(Stored items from a collection)
╔══
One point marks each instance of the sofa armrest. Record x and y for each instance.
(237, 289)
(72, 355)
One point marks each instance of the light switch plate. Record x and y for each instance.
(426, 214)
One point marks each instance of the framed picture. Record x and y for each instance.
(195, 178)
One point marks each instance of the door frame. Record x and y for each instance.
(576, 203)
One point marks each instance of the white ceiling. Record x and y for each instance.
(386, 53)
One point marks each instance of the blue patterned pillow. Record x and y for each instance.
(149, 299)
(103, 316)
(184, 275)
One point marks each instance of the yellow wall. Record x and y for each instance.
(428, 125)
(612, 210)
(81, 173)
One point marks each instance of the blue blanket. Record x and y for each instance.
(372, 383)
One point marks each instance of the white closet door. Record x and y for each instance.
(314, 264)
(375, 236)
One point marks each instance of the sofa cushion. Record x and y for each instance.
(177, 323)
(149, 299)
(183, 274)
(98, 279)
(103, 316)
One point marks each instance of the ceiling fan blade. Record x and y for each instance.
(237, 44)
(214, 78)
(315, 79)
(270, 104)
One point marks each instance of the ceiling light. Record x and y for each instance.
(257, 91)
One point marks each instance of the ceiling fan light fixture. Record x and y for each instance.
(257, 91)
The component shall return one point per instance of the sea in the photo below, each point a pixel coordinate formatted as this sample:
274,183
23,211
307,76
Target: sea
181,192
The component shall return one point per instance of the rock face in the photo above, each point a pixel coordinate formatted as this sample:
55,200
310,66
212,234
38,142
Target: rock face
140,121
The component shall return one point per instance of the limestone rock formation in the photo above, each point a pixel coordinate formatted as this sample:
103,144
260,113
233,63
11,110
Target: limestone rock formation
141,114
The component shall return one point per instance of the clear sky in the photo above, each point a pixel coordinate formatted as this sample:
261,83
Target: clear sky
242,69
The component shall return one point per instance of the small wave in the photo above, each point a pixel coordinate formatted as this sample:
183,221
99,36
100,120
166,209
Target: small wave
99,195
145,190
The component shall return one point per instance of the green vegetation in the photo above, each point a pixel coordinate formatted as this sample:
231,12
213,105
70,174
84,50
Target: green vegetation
╚══
**YOUR GOAL:** Please write the entries out again exactly as they stand.

**PROBLEM SOLUTION:**
One point marks each instance of the sofa armrest. Record x and y for each instance.
(237, 289)
(72, 355)
One point marks each instance of the light switch plate. Record x and y for each instance.
(426, 214)
One point marks each instance of the framed picture. Record x and y for each instance.
(195, 178)
One point marks each instance of the door frame. Record x and y for each instance.
(576, 203)
One point marks each instance of the white ceiling. Record x and y for each instance.
(386, 53)
One point marks each instance of the blue patterned pillow. Record x and y for each instance.
(149, 299)
(103, 316)
(184, 275)
One point marks each instance of the yellow wall. Record x and y for each instance.
(428, 125)
(612, 210)
(81, 173)
One point marks each instance of the blue blanket. Record x and y for each instance.
(372, 383)
One point marks each instance of the white closet door. Record x and y for each instance.
(314, 264)
(375, 236)
One point marks each instance of the sofa cushion. Record x and y for each instance.
(177, 323)
(149, 299)
(183, 274)
(98, 279)
(103, 316)
One point marks each instance of the ceiling fan blade. Record x and y for each instance.
(237, 44)
(214, 78)
(315, 79)
(270, 104)
One point marks each instance of the ceiling light. Record x and y for each instance.
(257, 91)
One point marks each instance of the ceiling fan light fixture. Record x and y for each instance.
(257, 91)
The component shall return one point per instance of the sea in the photo below, each point a pixel coordinate formatted as this sample:
274,183
23,211
307,76
Target: sea
181,192
The component shall return one point per instance of the rock face in the photo above, each point a pixel coordinate formatted as this sample:
55,200
310,66
212,234
38,142
Target: rock face
140,121
The component shall return one point per instance of the limestone rock formation in the photo above, each point a pixel coordinate formatted as this sample:
103,144
260,113
233,63
11,110
Target: limestone rock formation
141,114
The component shall return one point per instance of the clear sky in the photo above, each point a pixel coordinate formatted as this sample:
261,83
Target: clear sky
242,69
The component shall return one point per instance of the small wave in the photo above, each point a pixel coordinate formatted as this sample:
183,221
99,36
100,120
166,209
Target: small wave
99,195
145,190
The component shall return one point per instance of the green vegetation in the photo above, each point a pixel coordinate formatted as this sample:
231,12
213,105
70,174
84,50
Target: green vegetation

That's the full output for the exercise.